■ Reading text ■

==*==

The theme of shared practice and sacred places is repeated just outside of Jerusalem at the shrine of St. George. The shrine used to be a site of pilgrimage for Christians, Muslims, and Jews, and while Dalrymple found that Israeli Jews rarely visited anymore, both Palestinian Christians and Muslims both continued to come to the shrine to request the intercession of the saint. (339-341) Interestingly, both of overlapping Christian and Muslim pious practices Dalrymple notes in the book are centered on fertility. Muslim women flock to Seidnaya to venerate the icon of the Theotokos because it is believed that she can help them conceive. While St. George appears to be a little more of a multipurpose saint, the roots of the Muslim veneration of the shrine are linked to “the legendary saint of fertility known simply as Khidr, Arabic for green” (339). The name Khidr is used by all Palestinians, Christian and Muslim alike, and he invoked for aid with fertility – either personal or agricultural (341). As Dalrymple briefly notes, the function of the saint’s cult and manner of repaying the saint for his help (sheep to sacrifice) appears related to pagan practices.
Dalrymple also reports a convergence of artistic trends and traditions. He manages to obtain permission from one of the Lebanese warlords, who in his alternate life is a mild-mannered scholar of history (225), to view his collection of Byzantine mosaics, which he preserved from the destruction of the civil war. In comparison with other Byzantine mosaics, this collection eschews humanism in the choice of subjects and demonstrates a preference for geometric designs. Dalrymple links the difference in the mood of the mosaics to a shift in cultural mood that led to the iconoclast movement in the Byzantine Empire. Additionally, this collection of mosaics provides another bridge between the Christians of the Levant and their Muslim neighbors, who turned a preference for non-figurative designs into a prohibition on the depiction of human images (234). In Alexandria, Dalrymple notes the earlier adoption of pagan motifs and images by early forms of Christian art (386). The “cross-fertilization,” to borrow from Dalrymple, of art points to back to the rich web of practices shared amongst the inhabitants of the Middle East and illustrates the existence of a strong inclusivist attitude.

==*==

■ Exercises ■
1) In the text on shared Christian and Muslim practice in the Middle East, what does the Arabic name Khidr mean?
2) Write the next paragraph of the text on shared Christian and Muslim practice in the Middle East, starting after its final sentence.

==*==

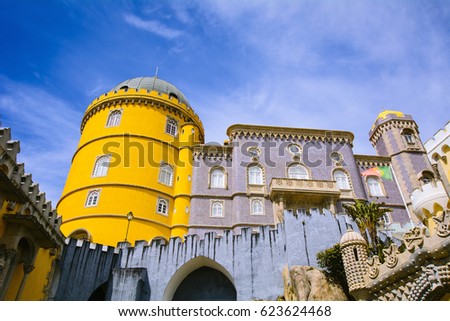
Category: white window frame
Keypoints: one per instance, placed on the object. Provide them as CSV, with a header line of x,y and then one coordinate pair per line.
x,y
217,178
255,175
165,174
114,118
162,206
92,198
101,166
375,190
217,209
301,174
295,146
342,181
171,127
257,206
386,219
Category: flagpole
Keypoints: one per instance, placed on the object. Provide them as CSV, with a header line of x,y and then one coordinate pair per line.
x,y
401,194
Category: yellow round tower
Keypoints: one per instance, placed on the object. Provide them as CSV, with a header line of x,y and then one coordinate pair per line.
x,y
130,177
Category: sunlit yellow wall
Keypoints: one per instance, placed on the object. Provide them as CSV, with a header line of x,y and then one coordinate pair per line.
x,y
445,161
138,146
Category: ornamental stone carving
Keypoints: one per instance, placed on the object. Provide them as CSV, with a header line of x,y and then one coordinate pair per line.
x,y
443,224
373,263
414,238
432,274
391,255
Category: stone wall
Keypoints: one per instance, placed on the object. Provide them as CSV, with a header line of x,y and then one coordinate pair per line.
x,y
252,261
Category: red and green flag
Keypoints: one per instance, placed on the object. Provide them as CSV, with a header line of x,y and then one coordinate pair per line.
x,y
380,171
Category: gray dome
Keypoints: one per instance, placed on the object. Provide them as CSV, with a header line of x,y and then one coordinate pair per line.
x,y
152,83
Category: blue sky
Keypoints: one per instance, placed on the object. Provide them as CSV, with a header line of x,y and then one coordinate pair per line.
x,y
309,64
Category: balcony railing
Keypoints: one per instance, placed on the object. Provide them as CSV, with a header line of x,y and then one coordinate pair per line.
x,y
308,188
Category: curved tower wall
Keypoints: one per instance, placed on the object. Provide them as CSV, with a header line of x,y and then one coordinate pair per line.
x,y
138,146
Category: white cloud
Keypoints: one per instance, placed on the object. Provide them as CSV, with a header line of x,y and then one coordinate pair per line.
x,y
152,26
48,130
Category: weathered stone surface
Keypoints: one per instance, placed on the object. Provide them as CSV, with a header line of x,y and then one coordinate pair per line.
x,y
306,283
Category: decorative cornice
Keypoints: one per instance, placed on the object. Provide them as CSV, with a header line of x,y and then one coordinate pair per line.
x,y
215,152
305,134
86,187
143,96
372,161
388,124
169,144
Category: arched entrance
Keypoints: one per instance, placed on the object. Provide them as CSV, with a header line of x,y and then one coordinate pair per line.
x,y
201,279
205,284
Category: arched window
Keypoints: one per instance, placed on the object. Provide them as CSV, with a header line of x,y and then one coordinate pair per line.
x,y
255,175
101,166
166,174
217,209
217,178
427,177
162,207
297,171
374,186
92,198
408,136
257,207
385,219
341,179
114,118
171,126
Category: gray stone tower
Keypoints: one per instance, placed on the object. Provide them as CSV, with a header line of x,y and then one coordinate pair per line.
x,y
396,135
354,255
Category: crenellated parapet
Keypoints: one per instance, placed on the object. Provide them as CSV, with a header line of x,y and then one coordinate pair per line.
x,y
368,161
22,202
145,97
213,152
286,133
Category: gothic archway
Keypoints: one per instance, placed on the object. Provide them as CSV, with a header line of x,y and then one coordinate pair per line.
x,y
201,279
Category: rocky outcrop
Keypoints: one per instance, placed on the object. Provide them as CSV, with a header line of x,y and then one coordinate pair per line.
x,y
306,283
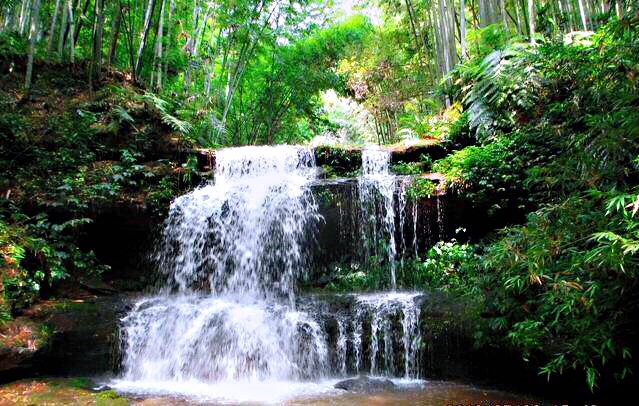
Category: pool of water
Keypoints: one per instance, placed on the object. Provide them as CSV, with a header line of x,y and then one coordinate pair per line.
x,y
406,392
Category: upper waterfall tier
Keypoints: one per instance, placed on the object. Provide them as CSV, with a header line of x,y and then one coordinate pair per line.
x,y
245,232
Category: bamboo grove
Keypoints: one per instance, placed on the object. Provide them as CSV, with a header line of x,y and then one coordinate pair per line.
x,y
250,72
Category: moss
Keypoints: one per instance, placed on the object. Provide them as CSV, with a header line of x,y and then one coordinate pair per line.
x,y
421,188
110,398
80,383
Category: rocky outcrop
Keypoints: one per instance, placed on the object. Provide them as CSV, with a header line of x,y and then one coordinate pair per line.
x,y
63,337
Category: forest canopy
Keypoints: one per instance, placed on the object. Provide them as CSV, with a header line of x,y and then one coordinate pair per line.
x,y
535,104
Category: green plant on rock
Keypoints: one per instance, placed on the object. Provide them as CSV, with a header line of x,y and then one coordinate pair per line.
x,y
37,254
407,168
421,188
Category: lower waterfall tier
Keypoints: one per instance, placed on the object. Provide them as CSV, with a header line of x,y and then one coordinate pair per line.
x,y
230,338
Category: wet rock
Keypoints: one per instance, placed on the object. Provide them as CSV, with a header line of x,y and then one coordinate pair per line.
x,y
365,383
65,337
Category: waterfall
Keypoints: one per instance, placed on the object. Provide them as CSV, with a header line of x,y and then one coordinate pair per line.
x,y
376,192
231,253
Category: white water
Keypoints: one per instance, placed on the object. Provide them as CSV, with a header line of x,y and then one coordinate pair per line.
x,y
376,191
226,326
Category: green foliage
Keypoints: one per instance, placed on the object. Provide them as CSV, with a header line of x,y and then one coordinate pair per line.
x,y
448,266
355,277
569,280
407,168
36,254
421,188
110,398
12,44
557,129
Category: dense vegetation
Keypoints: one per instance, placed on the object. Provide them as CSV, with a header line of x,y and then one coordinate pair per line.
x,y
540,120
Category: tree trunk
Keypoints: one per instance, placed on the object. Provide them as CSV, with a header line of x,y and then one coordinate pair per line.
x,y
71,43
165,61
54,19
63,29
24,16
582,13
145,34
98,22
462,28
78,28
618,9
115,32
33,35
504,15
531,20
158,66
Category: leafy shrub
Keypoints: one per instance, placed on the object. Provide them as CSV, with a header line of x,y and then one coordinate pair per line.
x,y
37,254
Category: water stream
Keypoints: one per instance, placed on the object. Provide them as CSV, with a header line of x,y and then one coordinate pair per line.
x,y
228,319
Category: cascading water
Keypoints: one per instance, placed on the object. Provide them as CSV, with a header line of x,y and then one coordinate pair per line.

==*==

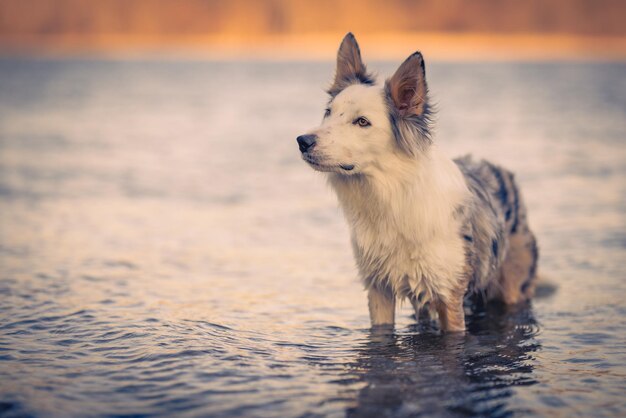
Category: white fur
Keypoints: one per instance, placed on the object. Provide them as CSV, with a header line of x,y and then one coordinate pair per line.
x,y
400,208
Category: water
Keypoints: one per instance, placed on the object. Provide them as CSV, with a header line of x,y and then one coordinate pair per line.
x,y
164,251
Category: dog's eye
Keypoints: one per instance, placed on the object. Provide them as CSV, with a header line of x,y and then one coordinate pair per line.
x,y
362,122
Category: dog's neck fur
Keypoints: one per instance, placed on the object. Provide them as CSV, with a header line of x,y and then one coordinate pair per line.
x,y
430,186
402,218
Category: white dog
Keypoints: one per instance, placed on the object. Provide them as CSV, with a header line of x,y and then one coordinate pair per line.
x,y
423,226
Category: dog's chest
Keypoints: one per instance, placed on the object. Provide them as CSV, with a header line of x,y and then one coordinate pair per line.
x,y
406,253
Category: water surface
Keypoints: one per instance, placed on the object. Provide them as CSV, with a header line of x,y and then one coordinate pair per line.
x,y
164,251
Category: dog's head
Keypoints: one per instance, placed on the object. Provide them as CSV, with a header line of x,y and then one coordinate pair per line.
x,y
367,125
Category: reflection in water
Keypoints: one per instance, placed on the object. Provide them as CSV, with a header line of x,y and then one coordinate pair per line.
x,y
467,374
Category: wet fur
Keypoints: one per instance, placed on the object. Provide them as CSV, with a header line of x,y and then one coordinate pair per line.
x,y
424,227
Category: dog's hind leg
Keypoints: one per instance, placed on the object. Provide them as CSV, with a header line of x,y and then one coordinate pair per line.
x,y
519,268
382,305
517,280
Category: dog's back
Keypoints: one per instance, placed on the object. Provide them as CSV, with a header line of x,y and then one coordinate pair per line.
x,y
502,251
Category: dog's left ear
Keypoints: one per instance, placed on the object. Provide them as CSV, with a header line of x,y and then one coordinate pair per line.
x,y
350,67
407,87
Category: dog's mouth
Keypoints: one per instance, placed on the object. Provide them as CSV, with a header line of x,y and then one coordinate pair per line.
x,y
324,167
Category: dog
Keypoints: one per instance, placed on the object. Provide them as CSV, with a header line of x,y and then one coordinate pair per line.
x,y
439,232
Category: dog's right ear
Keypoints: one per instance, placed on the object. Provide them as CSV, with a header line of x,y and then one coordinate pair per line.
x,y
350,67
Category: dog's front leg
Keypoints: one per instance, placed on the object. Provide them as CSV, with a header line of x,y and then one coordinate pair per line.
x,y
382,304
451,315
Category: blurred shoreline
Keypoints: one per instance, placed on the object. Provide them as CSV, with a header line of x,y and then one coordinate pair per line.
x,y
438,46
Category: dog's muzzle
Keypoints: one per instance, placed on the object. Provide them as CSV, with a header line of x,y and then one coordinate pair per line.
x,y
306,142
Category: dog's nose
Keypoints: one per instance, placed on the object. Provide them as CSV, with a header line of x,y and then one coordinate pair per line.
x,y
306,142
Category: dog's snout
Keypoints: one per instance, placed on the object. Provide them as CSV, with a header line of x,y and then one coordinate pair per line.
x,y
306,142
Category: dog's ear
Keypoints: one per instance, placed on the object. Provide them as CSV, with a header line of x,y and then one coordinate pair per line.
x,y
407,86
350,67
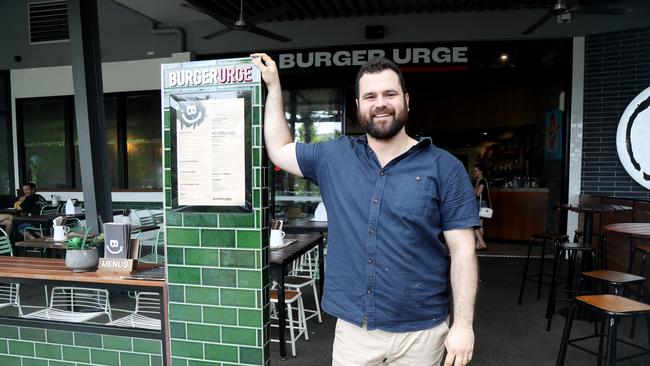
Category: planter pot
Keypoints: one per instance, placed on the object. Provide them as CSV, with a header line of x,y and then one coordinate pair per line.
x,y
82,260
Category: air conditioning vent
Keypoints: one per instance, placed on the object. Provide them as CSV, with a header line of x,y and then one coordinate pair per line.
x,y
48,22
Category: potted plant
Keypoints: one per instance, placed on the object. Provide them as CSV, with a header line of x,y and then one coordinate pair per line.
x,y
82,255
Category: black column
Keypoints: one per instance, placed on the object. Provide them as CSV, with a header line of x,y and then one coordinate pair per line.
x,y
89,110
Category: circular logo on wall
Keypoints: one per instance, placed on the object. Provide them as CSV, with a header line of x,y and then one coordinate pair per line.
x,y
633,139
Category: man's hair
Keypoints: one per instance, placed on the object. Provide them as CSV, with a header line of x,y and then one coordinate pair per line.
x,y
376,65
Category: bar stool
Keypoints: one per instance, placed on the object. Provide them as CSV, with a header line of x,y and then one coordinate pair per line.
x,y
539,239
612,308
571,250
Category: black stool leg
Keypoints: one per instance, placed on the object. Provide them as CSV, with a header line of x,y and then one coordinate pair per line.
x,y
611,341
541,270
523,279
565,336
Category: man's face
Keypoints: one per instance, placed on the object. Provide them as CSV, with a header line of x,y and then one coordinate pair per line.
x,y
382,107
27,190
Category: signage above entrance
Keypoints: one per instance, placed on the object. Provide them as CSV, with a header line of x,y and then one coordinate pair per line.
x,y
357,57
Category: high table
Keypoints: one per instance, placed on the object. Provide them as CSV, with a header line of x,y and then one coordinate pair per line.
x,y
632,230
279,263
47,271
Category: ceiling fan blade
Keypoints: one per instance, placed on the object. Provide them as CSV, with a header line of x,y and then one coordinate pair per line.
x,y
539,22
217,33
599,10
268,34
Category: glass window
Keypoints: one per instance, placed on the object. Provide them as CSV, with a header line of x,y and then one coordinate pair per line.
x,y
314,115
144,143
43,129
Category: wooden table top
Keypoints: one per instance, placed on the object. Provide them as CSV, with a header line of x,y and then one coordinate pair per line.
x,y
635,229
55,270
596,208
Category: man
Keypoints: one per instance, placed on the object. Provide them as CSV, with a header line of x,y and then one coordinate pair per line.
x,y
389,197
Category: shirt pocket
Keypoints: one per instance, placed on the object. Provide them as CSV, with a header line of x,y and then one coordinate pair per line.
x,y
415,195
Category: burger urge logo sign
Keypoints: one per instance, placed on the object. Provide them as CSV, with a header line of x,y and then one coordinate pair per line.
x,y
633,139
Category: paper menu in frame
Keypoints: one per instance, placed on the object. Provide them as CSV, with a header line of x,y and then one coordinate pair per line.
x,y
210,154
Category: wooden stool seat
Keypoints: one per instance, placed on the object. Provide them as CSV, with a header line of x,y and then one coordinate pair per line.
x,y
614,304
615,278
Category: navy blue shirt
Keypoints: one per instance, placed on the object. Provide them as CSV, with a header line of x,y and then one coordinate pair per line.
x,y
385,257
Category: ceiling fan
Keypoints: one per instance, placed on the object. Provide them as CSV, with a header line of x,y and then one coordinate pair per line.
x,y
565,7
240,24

==*==

■ Final answers ■
1) Green.

2)
The deeper and richer sense of time and history is another feature Dalrymple highlights in his journal. Introducing the monastery of Mar Saba, he comments that landscape is strange, but “it is stranger still to find many of their superstitions, fears, and prejudices alive in the conversation of this, the last of the ancient monasteries of the Holy Land to survive as a functioning community” (279). A nun, who tends the grave of John Moschos at the Abbey of St. Theodosius, repeats the theme of a long, near timeless memory. Asked when Persians attacked the monastery, she replies, “Not so long ago . . . around 614 A.D.” (284).
The long memory of the Middle East and the intermingling of religious practice and sacred places have contributed to the manner in which the effects of modern nationalism and European colonialism have played out in the region. Dalrymple dates the being of the end for religious tolerance and syncretism to the twentieth century (188). The violent political ferment of the area is not some innate and inexplicable hatred between tribes. Western colonialism, and particularly the way in which official colonialism of the Middle East was brought to an end, bear much of the responsibility. Additionally, the long memory of the region shapes the way in which conflicts have played out.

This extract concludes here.